(Saved items from a collection)
## BEGIN
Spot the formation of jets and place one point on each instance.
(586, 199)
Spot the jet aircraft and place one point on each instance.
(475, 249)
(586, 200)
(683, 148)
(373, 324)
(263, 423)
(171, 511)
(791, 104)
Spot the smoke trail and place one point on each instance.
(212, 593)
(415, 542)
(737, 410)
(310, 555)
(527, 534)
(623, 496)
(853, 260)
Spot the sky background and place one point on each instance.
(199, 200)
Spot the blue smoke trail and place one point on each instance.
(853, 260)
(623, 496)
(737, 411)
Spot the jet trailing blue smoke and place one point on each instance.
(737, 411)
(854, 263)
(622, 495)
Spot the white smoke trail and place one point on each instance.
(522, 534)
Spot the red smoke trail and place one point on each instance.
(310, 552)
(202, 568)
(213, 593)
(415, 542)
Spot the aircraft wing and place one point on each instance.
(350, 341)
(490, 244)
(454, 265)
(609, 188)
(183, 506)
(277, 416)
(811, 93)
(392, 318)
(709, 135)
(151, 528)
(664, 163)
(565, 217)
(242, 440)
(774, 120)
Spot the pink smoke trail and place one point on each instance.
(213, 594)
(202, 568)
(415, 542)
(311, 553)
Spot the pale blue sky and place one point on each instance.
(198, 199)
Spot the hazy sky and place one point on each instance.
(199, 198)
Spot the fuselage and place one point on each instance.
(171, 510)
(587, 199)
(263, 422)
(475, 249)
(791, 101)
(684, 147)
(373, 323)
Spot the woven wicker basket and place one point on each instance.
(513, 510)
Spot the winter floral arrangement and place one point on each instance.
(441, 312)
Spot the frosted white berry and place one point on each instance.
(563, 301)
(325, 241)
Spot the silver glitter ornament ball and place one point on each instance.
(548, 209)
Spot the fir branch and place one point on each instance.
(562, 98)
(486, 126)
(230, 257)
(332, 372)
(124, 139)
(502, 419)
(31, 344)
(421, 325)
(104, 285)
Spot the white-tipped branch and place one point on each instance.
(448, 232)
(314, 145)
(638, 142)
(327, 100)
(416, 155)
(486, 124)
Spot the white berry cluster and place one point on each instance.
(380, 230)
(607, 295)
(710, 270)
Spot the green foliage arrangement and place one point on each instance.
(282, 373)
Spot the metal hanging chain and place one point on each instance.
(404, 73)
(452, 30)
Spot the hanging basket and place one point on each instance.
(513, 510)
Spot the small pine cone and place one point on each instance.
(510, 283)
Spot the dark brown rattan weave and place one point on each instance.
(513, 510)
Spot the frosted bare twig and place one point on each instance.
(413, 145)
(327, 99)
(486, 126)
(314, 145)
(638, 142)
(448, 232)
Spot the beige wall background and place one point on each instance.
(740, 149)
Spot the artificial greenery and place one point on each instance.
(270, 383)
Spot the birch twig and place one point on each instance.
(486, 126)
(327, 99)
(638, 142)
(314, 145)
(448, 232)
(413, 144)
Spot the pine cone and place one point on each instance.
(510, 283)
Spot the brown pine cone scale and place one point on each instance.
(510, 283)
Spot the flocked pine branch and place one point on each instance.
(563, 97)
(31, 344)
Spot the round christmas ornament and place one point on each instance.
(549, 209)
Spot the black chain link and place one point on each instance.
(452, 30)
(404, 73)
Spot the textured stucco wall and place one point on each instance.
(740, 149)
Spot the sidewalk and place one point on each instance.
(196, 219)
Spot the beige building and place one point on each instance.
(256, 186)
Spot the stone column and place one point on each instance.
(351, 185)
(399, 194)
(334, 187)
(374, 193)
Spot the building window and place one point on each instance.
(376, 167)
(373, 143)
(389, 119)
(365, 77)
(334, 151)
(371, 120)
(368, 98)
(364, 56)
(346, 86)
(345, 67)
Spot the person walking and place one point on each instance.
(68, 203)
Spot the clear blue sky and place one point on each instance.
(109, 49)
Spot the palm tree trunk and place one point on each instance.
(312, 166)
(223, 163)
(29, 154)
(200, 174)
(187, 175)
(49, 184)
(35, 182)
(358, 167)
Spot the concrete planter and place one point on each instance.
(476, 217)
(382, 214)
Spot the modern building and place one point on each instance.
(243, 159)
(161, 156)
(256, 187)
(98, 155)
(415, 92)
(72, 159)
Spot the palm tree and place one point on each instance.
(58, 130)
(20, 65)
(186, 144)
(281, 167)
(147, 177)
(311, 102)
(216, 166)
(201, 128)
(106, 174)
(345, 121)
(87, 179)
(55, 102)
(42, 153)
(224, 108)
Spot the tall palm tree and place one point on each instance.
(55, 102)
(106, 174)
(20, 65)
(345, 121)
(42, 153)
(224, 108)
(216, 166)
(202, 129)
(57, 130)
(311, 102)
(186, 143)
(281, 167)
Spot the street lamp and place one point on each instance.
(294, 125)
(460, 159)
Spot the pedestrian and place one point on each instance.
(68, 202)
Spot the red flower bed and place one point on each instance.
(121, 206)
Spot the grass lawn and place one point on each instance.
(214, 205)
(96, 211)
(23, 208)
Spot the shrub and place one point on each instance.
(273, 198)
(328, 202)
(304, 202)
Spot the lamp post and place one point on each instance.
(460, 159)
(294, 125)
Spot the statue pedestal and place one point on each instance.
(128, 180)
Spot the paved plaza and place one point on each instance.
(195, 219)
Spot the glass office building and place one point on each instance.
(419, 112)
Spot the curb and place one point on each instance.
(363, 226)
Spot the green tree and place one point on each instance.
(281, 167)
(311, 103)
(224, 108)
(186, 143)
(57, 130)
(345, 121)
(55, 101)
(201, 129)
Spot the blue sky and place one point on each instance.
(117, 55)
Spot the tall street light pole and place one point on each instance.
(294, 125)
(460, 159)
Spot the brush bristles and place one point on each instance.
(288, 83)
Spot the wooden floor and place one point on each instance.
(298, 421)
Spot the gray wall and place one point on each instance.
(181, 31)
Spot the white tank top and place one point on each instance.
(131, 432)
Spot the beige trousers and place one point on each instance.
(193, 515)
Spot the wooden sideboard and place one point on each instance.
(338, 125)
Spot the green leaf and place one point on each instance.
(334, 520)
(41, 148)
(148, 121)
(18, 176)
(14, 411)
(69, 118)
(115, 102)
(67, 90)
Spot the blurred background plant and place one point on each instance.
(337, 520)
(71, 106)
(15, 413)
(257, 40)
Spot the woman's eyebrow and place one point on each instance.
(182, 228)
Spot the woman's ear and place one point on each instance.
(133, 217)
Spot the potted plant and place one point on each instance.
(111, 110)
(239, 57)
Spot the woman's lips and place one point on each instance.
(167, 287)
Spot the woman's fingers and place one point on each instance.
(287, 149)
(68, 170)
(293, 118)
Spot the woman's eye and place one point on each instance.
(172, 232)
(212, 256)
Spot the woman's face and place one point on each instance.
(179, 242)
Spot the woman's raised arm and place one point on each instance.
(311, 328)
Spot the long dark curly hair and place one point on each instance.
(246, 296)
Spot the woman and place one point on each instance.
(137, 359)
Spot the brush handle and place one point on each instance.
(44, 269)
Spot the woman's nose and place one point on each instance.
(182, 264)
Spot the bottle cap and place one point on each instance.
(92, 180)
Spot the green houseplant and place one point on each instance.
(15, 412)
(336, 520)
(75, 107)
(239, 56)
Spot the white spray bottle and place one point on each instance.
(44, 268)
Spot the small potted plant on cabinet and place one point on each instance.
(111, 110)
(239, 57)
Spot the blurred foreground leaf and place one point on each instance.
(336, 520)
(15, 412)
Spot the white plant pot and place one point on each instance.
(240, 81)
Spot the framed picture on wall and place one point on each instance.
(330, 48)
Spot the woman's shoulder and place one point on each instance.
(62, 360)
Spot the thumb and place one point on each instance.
## END
» **TASK PROMPT**
Rewrite all the entries above, changing "instance" to "occurrence" everywhere it occurs and leaving the rest as it is.

» **SOLVED EXERCISE**
Spot the formation of jets and place one point on each occurrence.
(586, 199)
Spot the jet aircraft and place one point on each occurrence.
(475, 249)
(586, 200)
(683, 148)
(373, 324)
(263, 423)
(171, 511)
(791, 104)
Spot the smoke trail and place one point on each occurrence.
(212, 593)
(415, 542)
(737, 410)
(310, 555)
(527, 534)
(623, 496)
(853, 260)
Spot the sky background and place one point on each occurrence.
(199, 200)
Spot the blue smoke trail and place one point on each occurrence.
(853, 260)
(623, 496)
(737, 411)
Spot the jet trailing blue smoke and place one point on each occurrence.
(737, 411)
(854, 263)
(622, 495)
Spot the white smoke trail and place one point on each occurrence.
(522, 534)
Spot the red smoke trail and place one point on each occurrence.
(310, 552)
(202, 568)
(213, 593)
(415, 542)
Spot the aircraft wing and place one point on each occurrence.
(350, 341)
(490, 244)
(454, 265)
(609, 188)
(183, 506)
(277, 416)
(811, 93)
(392, 318)
(709, 135)
(151, 528)
(664, 163)
(565, 217)
(242, 440)
(774, 120)
Spot the pink smoke trail and place one point on each occurrence.
(213, 594)
(202, 568)
(415, 542)
(311, 553)
Spot the pale blue sky and place one point on each occurrence.
(198, 199)
Spot the hazy sky and place one point on each occurrence.
(199, 198)
Spot the fuselage and place one point on each occurrence.
(171, 510)
(587, 199)
(263, 422)
(475, 249)
(791, 101)
(684, 147)
(373, 323)
Spot the woven wicker basket and place one point on each occurrence.
(513, 510)
Spot the winter floral arrangement and place one point on each occurrence.
(441, 312)
Spot the frosted white berry and place one point on each occurrence.
(563, 301)
(325, 241)
Spot the silver glitter ornament ball and place one point on each occurrence.
(548, 209)
Spot the fir branch and place one point on each occurrence.
(562, 98)
(486, 126)
(230, 257)
(332, 372)
(124, 139)
(502, 419)
(31, 344)
(421, 325)
(104, 285)
Spot the white-tipped branch and place one point on each occurrence.
(448, 232)
(314, 145)
(638, 142)
(327, 100)
(416, 155)
(486, 124)
Spot the white berry cluster and place one point on each occurrence.
(380, 230)
(607, 295)
(710, 270)
Spot the green foliage arrangement and place one point on each occurrence.
(282, 373)
Spot the metal hanging chain and place one point on each occurrence.
(404, 73)
(452, 30)
Spot the hanging basket and place one point on each occurrence.
(513, 510)
Spot the small pine cone and place one point on each occurrence.
(510, 283)
Spot the dark brown rattan weave and place one point on each occurrence.
(513, 510)
Spot the frosted bare twig and place one point on each occurrence.
(413, 145)
(327, 99)
(486, 126)
(314, 145)
(638, 142)
(448, 232)
Spot the beige wall background and place one point on each occurrence.
(740, 149)
Spot the artificial greenery and place one point on each occurrence.
(270, 383)
Spot the birch twig and place one point on each occurrence.
(486, 126)
(327, 99)
(638, 142)
(314, 145)
(448, 232)
(413, 144)
Spot the pine cone and place one point on each occurrence.
(510, 283)
Spot the brown pine cone scale and place one point on each occurrence.
(510, 283)
Spot the flocked pine branch and place one point on each occurrence.
(563, 97)
(31, 344)
Spot the round christmas ornament and place one point on each occurrence.
(549, 209)
Spot the black chain link and place one point on each occurrence.
(452, 30)
(404, 73)
Spot the textured stucco wall and place one point on each occurrence.
(740, 149)
Spot the sidewalk and place one point on each occurrence.
(196, 219)
Spot the beige building and place one point on each occurrence.
(256, 186)
Spot the stone column and place one point on each occurrence.
(351, 185)
(399, 194)
(334, 187)
(374, 193)
Spot the building window and place one point on each occurrence.
(376, 167)
(373, 143)
(389, 119)
(365, 77)
(334, 151)
(371, 120)
(368, 98)
(364, 56)
(346, 86)
(345, 67)
Spot the person walking and place one point on each occurrence.
(68, 203)
Spot the clear blue sky and place one point on each occurrence.
(109, 49)
Spot the palm tree trunk and place one point on each occurrence.
(312, 166)
(223, 163)
(29, 154)
(200, 174)
(187, 175)
(49, 184)
(35, 182)
(358, 167)
Spot the concrete planter and place one point on each occurrence.
(476, 217)
(382, 214)
Spot the modern building and place one point on each occurrence.
(243, 159)
(161, 156)
(256, 187)
(98, 155)
(415, 92)
(72, 159)
Spot the palm tree and place one point on each occurrence.
(58, 130)
(20, 65)
(186, 144)
(281, 167)
(147, 177)
(311, 102)
(216, 166)
(201, 128)
(106, 174)
(345, 121)
(87, 179)
(55, 102)
(42, 153)
(224, 108)
Spot the tall palm tree and place one point on each occurrence.
(55, 102)
(106, 174)
(20, 65)
(345, 121)
(42, 153)
(224, 108)
(216, 166)
(202, 129)
(57, 130)
(311, 102)
(186, 143)
(281, 167)
Spot the street lamp and place one point on each occurrence.
(294, 125)
(460, 159)
Spot the pedestrian and place one point on each occurrence.
(68, 202)
Spot the red flower bed and place one point on each occurrence.
(121, 206)
Spot the grass lawn and place one point on each occurrence.
(214, 205)
(96, 211)
(23, 208)
Spot the shrub and place one point on each occurrence.
(273, 198)
(328, 202)
(304, 202)
Spot the lamp post and place one point on each occurrence.
(460, 159)
(294, 125)
Spot the statue pedestal and place one point on each occurrence.
(128, 180)
Spot the paved plaza and place one point on each occurrence.
(195, 219)
Spot the glass office building and place one point on each occurrence.
(419, 112)
Spot the curb and place one point on each occurrence.
(363, 226)
Spot the green tree and place one point on each occurrence.
(281, 167)
(311, 103)
(224, 108)
(186, 143)
(57, 130)
(345, 121)
(55, 101)
(201, 129)
Spot the blue sky and place one point on each occurrence.
(117, 55)
Spot the tall street light pole and place one point on each occurrence.
(294, 125)
(460, 159)
Spot the brush bristles and place one point on each occurrence.
(288, 83)
Spot the wooden floor and place one point on each occurrence.
(298, 421)
Spot the gray wall and place one point on each occurrence.
(181, 31)
Spot the white tank top and place one point on each occurrence.
(131, 432)
Spot the beige trousers and place one point on each occurrence.
(193, 515)
Spot the wooden sideboard and place one point on each occurrence.
(338, 125)
Spot the green leaf and place one point on each occurrence.
(334, 520)
(41, 148)
(148, 121)
(18, 176)
(14, 411)
(69, 118)
(115, 102)
(67, 90)
Spot the blurred background plant and place one point on each occurrence.
(337, 520)
(71, 106)
(15, 413)
(257, 40)
Spot the woman's eyebrow and place one point on each occurrence.
(182, 228)
Spot the woman's ear and place one point on each occurrence.
(133, 217)
Spot the potted plant and place one point on each occurrence.
(111, 110)
(239, 57)
Spot the woman's lips and place one point on each occurrence.
(167, 287)
Spot the woman's fingers and place one point on each occurrence.
(287, 149)
(68, 170)
(293, 118)
Spot the woman's eye and place one point on each occurrence.
(172, 232)
(212, 256)
Spot the woman's face and place one point on each occurrence.
(179, 242)
Spot the woman's raised arm and place one point on each occurrence.
(311, 328)
Spot the long dark curly hair and place one point on each occurrence.
(246, 296)
Spot the woman and place one point on each occurrence.
(137, 359)
Spot the brush handle and place one point on each occurrence.
(44, 269)
Spot the woman's nose and place one point on each occurrence.
(182, 264)
Spot the bottle cap and place one point on each occurrence.
(92, 180)
Spot the green houseplant and place one point on each occurrence.
(15, 412)
(336, 520)
(75, 107)
(239, 56)
Spot the white spray bottle and place one point on each occurrence.
(44, 268)
Spot the small potted plant on cabinet and place one point on each occurrence.
(111, 110)
(239, 57)
Spot the blurred foreground leaf and place one point on each occurrence.
(336, 520)
(15, 412)
Spot the white plant pot and place one point on each occurrence.
(240, 81)
Spot the framed picture on wall and place one point on each occurrence.
(330, 48)
Spot the woman's shoulder and place one point on each occurrence.
(62, 360)
Spot the thumb and place one point on each occurrence.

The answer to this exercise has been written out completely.